:: Excerpted data
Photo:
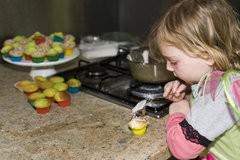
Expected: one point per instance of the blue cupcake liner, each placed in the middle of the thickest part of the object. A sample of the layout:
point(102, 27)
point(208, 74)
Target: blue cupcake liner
point(73, 90)
point(61, 55)
point(16, 59)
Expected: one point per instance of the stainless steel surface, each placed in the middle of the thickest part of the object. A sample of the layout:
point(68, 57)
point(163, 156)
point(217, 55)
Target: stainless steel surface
point(147, 72)
point(78, 17)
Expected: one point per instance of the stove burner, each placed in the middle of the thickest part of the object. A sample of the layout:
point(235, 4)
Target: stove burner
point(96, 72)
point(147, 91)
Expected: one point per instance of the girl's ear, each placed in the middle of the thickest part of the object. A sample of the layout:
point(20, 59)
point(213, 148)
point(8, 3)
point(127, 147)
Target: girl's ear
point(210, 61)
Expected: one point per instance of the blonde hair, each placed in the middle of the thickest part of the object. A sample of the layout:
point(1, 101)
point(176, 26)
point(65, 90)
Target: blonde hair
point(207, 28)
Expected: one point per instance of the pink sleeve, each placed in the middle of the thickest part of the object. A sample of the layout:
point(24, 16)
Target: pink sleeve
::::
* Problem to work on
From the line that holds "Expected: one point per instance of the blue" to the last line of the records above, print each line exactly. Add nothing else.

* Worked solution
Expected: one point per instance of the blue cupcake liner, each placed in the middle of the thickest part of the object. A sample of the layout:
point(102, 27)
point(208, 74)
Target: blue cupcake liner
point(73, 90)
point(61, 55)
point(16, 59)
Expected: one point per instance of the stainless steel surface, each placed in the middle of the thickest part of the object. A sample of the layout:
point(68, 57)
point(163, 156)
point(217, 55)
Target: stainless steel surface
point(147, 72)
point(78, 17)
Expected: one point per instance of the stove burner, each placed in the middle of the thickest part of the object. A sample of the layout:
point(235, 4)
Target: stove burner
point(96, 72)
point(147, 91)
Expected: one point per instance of the girl's ear, each placed in the middle of the thickest part of the object. A sample of the layout:
point(20, 59)
point(213, 148)
point(8, 3)
point(127, 147)
Target: girl's ear
point(210, 61)
Expected: one point per instance of the blonde hair, each placed in the middle of the thickest part of the object. A sample of the layout:
point(1, 101)
point(176, 26)
point(65, 90)
Target: blonde hair
point(207, 28)
Expected: one point per instance of the pink sleeve, each placed in the middle of the thickest part of the object. A sample of the layout:
point(24, 16)
Target: pink sleeve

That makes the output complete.